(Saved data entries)
=== Begin Enclosure ===
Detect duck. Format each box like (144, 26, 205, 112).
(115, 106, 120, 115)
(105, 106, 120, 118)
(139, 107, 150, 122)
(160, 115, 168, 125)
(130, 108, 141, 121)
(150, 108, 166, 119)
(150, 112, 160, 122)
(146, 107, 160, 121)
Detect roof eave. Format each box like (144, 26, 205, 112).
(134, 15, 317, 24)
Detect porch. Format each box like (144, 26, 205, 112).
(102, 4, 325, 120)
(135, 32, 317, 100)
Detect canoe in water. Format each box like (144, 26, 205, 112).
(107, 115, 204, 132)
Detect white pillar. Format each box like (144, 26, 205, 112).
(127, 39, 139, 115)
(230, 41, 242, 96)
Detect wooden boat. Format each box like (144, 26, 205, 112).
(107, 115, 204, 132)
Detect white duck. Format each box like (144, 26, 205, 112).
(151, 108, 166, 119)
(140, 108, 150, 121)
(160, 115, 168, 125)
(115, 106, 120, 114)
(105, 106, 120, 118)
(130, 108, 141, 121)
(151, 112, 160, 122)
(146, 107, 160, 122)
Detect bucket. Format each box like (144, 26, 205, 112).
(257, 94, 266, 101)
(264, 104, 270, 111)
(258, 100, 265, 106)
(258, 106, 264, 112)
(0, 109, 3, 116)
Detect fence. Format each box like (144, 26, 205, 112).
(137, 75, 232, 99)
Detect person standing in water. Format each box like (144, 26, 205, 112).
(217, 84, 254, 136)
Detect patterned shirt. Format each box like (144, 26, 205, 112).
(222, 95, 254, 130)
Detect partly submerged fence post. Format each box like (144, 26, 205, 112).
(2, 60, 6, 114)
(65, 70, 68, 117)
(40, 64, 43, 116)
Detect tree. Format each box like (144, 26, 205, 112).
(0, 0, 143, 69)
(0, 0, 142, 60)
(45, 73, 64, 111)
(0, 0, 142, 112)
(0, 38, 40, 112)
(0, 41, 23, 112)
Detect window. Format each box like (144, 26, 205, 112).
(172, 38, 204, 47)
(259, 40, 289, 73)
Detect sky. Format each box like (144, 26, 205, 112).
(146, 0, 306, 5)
=== End Enclosure ===
> [HOW TO COMPLETE THIS TASK]
Repeat exactly the lines of the records from the one containing "Detect patterned shirt." to the last, and include no line outside that stretch.

> [WRITTEN REPLY]
Detect patterned shirt. Format each box like (144, 26, 205, 112).
(222, 95, 254, 130)
Detect partly submerged fence post. Format each box like (144, 26, 205, 112).
(2, 60, 6, 114)
(65, 70, 68, 117)
(40, 64, 43, 116)
Detect tree. Format each box like (144, 26, 205, 112).
(0, 0, 143, 69)
(0, 0, 142, 60)
(45, 73, 64, 111)
(0, 0, 142, 112)
(0, 38, 40, 112)
(0, 41, 23, 112)
Detect window. Format each box like (144, 26, 205, 112).
(172, 38, 204, 47)
(259, 40, 289, 73)
Detect sky. Format each box like (144, 26, 205, 112).
(146, 0, 306, 5)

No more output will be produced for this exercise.